:: Texte source ::

Bétonnés et dépourvus de biodiversité permettant de les rafraichir, les stades vont également devenir de vrais îlots de chaleur. En nombre dans les tribunes, les spectateurs le seront peut être beaucoup moins s’il fait trop chaud… avec des incidences logiques sur l’économie du rugby, sur son modèle, son image et sa gouvernance. En clair, le rugby devra évoluer et anticiper s’il ne veut pas subir de plein fouet le changement climatique.
Les 6 recommandations de World Rugby
Conçu avec Sport 1.5, cabinet de conseil créé par Mael Besson, le rapport émet enfin 6 recommandations, à destination des acteurs du rugby mondial. “Les choix auxquels nous sommes confrontés peuvent paraître difficiles au premier abord, mais face aux alternatives, ils sont en réalité assez simples” résume Bill Beaumont, président de World Rugby.
La première des recommandations est l’élaboration et la mise en oeuvre d’un plan de développement durable pour chaque organisation rugbystique, en étant aligné à celui de World Rugby. Autres points : l’intégration des projections climatiques dans les stratégies politique et commerciale des organisations, l’élaboration d’outils de gestion des actions entreprises ou encore l’adoption et la conduite du changement pour mieux anticiper et évoluer.

:::
:: Données extraites ::

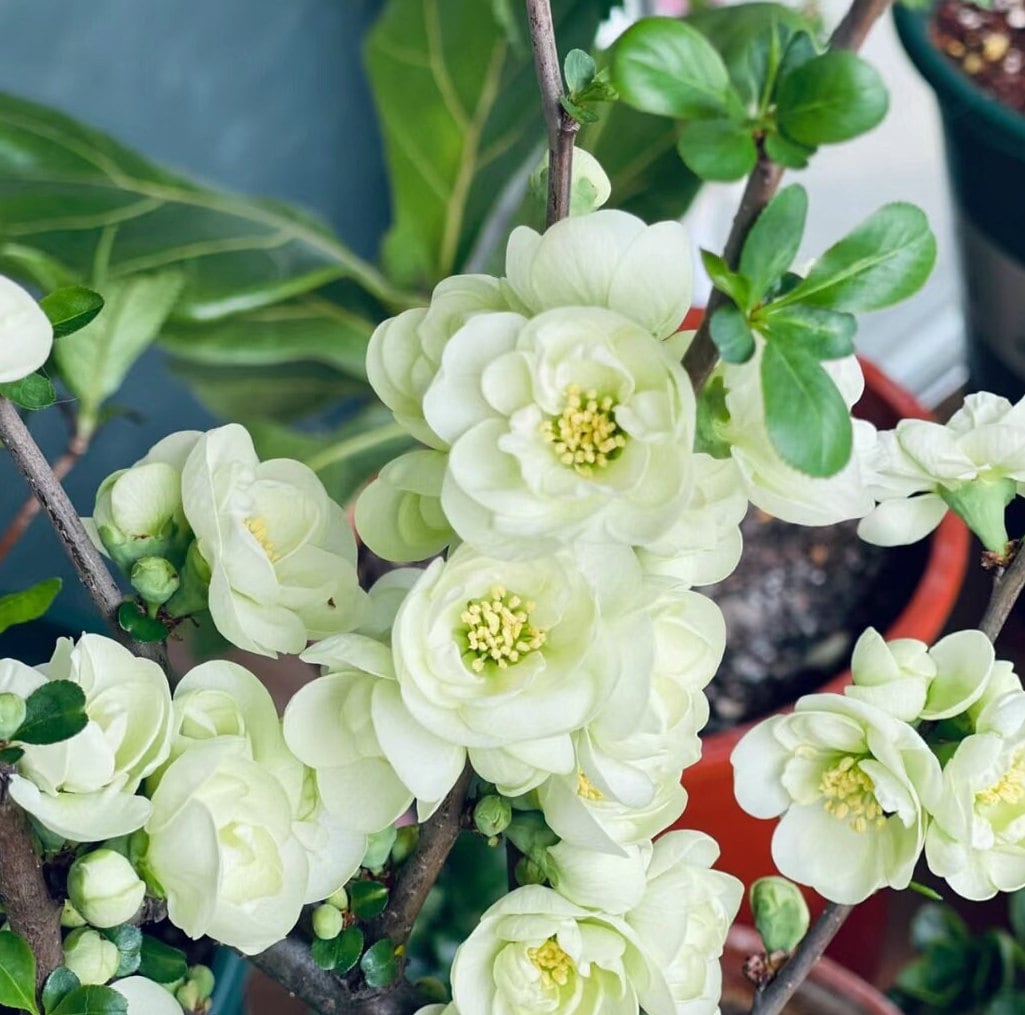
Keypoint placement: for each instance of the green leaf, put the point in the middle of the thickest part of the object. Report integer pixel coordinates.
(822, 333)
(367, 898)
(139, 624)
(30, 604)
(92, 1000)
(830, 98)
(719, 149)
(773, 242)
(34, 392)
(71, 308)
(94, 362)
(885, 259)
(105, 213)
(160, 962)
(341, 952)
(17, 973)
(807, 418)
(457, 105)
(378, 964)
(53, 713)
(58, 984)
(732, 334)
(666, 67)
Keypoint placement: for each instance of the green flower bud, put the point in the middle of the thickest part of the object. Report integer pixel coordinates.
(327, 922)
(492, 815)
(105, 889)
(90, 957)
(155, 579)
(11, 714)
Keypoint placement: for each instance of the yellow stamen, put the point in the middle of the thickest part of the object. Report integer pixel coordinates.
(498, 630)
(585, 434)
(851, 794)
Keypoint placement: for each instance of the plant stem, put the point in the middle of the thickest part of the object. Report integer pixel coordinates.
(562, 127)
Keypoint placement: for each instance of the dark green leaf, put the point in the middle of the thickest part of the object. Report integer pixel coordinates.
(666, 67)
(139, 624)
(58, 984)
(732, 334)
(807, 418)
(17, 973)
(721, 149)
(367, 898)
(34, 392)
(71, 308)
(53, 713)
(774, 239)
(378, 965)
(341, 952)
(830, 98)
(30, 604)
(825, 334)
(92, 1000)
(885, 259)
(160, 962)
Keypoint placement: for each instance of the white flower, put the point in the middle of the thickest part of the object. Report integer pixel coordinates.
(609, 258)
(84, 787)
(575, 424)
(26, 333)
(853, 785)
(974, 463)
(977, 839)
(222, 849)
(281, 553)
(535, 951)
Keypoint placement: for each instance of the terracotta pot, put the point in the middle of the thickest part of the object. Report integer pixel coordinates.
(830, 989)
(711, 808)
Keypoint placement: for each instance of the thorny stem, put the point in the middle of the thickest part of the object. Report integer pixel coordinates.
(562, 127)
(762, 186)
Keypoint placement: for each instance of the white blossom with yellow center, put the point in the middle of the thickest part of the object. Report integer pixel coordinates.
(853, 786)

:::

== Travail à faire ==
Citez mot pour mot le texte sur le rugby et le climat, tout le passage depuis « Bétonnés et dépourvus » jusqu'à « le changement climatique. ».

== Résultat obtenu ==
Bétonnés et dépourvus de biodiversité permettant de les rafraichir, les stades vont également devenir de vrais îlots de chaleur. En nombre dans les tribunes, les spectateurs le seront peut être beaucoup moins s’il fait trop chaud… avec des incidences logiques sur l’économie du rugby, sur son modèle, son image et sa gouvernance. En clair, le rugby devra évoluer et anticiper s’il ne veut pas subir de plein fouet le changement climatique.